### ЗАДАНИЕ
Найдите в записях ниже все строки, содержащие слово «shutter», и выпишите каждую из них. Регистр букв учитывается.

### ДАННЫЕ ЗАДАНИЯ

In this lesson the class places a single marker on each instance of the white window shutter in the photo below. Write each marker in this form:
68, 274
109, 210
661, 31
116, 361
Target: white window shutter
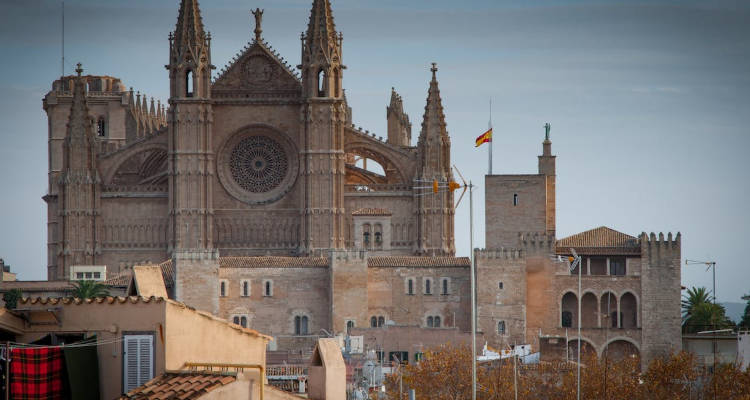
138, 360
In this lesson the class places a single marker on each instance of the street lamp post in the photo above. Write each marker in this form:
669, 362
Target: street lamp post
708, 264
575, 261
---
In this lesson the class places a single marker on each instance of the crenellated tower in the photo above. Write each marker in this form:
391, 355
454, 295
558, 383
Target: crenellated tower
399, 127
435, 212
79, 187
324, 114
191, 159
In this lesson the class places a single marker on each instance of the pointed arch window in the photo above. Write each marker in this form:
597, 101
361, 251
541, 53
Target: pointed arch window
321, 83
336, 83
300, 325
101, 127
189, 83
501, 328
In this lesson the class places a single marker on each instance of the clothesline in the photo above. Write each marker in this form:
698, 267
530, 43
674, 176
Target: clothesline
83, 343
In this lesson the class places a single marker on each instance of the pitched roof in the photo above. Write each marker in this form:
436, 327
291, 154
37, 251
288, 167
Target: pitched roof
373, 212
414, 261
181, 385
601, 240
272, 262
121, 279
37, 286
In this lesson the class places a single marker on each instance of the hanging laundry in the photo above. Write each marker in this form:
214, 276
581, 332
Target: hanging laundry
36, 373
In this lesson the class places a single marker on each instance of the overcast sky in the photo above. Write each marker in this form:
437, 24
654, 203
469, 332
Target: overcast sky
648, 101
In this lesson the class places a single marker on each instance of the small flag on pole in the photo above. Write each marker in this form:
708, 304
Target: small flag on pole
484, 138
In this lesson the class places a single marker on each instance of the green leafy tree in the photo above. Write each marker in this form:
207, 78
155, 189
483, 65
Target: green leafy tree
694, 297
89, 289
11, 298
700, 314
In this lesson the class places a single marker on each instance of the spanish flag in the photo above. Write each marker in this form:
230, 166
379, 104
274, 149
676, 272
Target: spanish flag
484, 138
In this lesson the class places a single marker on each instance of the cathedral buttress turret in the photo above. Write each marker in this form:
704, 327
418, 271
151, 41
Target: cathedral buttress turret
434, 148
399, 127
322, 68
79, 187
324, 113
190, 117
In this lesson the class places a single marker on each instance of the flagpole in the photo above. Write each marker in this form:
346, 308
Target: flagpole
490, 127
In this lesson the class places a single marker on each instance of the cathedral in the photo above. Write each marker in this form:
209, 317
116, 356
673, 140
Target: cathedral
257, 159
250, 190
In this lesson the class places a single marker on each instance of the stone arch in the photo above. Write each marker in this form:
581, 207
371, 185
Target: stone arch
...
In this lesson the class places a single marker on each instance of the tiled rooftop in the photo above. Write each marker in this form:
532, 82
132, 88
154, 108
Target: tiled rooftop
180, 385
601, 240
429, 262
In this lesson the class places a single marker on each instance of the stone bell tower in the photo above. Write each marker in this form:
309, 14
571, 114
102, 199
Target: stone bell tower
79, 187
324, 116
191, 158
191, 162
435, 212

### ОТВЕТ К ЗАДАНИЮ
In this lesson the class places a single marker on each instance of the white window shutter in the photo below. Write each marker in this form:
Target: white window shutter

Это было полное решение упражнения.